INSTRUCTIONS FOR THE TASK:
Reproduce every line of the records below word for word, without changing anything.

(Extracted records)
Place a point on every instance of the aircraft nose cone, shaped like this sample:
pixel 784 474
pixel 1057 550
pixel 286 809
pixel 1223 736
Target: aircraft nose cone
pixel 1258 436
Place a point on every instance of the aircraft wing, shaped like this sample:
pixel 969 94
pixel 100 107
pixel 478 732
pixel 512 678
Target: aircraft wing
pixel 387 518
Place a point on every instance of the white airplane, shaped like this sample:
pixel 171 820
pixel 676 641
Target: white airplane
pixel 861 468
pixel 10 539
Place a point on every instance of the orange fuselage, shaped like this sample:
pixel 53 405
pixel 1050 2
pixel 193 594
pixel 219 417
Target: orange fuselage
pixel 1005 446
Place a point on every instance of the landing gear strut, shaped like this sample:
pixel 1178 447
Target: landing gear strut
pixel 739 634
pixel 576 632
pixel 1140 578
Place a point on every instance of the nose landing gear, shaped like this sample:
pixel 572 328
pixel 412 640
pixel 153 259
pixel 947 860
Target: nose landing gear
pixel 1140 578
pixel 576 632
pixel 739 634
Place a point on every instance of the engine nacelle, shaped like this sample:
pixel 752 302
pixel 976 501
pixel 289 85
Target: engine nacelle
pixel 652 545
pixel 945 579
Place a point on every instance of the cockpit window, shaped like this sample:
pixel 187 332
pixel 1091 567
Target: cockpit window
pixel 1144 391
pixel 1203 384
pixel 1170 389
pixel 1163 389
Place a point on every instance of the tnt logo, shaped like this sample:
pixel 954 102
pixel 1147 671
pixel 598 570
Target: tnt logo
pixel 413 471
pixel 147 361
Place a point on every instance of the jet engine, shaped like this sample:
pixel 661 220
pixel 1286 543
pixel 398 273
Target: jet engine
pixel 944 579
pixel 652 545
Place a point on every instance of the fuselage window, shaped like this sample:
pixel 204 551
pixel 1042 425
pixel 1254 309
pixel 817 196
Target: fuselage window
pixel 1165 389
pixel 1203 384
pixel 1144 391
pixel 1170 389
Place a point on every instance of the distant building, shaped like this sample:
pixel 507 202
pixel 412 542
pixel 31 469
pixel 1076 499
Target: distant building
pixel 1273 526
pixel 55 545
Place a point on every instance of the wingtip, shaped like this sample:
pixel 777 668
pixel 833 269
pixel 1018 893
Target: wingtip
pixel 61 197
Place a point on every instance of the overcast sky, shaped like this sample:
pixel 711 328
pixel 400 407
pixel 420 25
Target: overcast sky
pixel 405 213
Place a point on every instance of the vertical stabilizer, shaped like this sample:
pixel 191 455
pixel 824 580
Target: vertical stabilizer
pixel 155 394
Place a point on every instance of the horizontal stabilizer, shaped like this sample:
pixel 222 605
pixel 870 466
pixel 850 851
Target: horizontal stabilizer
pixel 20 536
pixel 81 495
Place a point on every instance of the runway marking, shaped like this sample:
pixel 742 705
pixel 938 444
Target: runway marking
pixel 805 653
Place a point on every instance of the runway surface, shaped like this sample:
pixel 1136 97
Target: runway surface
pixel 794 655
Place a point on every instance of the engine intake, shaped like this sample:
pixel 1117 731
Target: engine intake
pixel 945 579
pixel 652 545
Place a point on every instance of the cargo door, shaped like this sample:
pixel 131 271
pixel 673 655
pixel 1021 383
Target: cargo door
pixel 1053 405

EXPECTED ANSWER:
Place a point on every instance of the aircraft nose cone, shaped like this sample:
pixel 784 474
pixel 1057 550
pixel 286 809
pixel 1223 736
Target: aircraft nose cone
pixel 1258 436
Place a point on every instance of the aircraft wing, shaped like this sample:
pixel 969 94
pixel 100 107
pixel 478 732
pixel 512 678
Target: aircraft wing
pixel 387 518
Place a point on every instance of the white airplane, shaped like this sample:
pixel 171 820
pixel 676 641
Target: white airplane
pixel 861 468
pixel 10 539
Place a point on every instance of the orange fuselage, shaped like this sample:
pixel 53 405
pixel 1050 2
pixel 193 594
pixel 219 417
Target: orange fuselage
pixel 1005 446
Place a point on every instance of the landing gear strut, shaped like this sample:
pixel 1178 447
Target: landing gear strut
pixel 739 634
pixel 576 632
pixel 1140 578
Place a point on every instance of the nose landing gear, shaped like this sample:
pixel 572 328
pixel 412 640
pixel 153 259
pixel 947 860
Target: nose landing gear
pixel 1140 578
pixel 576 632
pixel 739 634
Place a point on every instance of the engine nacelle, shaped like this sample:
pixel 752 302
pixel 976 501
pixel 289 85
Target: engine nacelle
pixel 652 545
pixel 945 579
Place a point on every instance of the cockpit window, shaped like this sample:
pixel 187 332
pixel 1091 567
Target: cockpit window
pixel 1144 391
pixel 1203 384
pixel 1170 389
pixel 1163 389
Place a point on every instance of the tnt logo, shaped like this sample:
pixel 954 102
pixel 1147 671
pixel 598 570
Target: tnt logo
pixel 413 471
pixel 147 361
Place a point on every instance of the jet engine, shaped like this sample:
pixel 661 220
pixel 1286 543
pixel 398 273
Target: jet engine
pixel 944 579
pixel 652 545
Place a point on every instance of the fuselage window, shaped like this sample:
pixel 204 551
pixel 1042 425
pixel 1254 309
pixel 817 196
Target: fuselage window
pixel 1165 389
pixel 1203 384
pixel 1144 391
pixel 1170 389
Place a point on every instance of the distant building, shaped like this sample:
pixel 507 202
pixel 412 542
pixel 31 469
pixel 1076 499
Target: distant building
pixel 1273 526
pixel 55 545
Place a point on every instance of the wingtip, shaped like this sample:
pixel 777 668
pixel 833 269
pixel 1018 893
Target: wingtip
pixel 61 197
Place a point on every instance of the overcast sky, shaped like this sample:
pixel 711 328
pixel 400 407
pixel 420 25
Target: overcast sky
pixel 405 213
Place a point on every instance of the vertical stabilizer, shaped like this sample:
pixel 191 455
pixel 824 580
Target: vertical stabilizer
pixel 155 394
Place a point on every instance of the horizontal stabilizer, shaped like this sample:
pixel 222 605
pixel 870 466
pixel 850 851
Target: horizontal stabilizer
pixel 20 536
pixel 81 495
Place a point on every instance of the runway marking, shaped like this sample:
pixel 742 705
pixel 938 444
Target: runway marking
pixel 805 653
Place a point on every instance of the runway surface, shaped like this sample:
pixel 1136 97
Target: runway surface
pixel 794 655
Place a point on every instance of the engine intake, shaped like this sample:
pixel 1117 731
Target: engine intake
pixel 945 579
pixel 652 545
Place a point on every instance of the cargo door, shaped like this sample:
pixel 131 271
pixel 673 655
pixel 1021 383
Target: cargo door
pixel 1053 405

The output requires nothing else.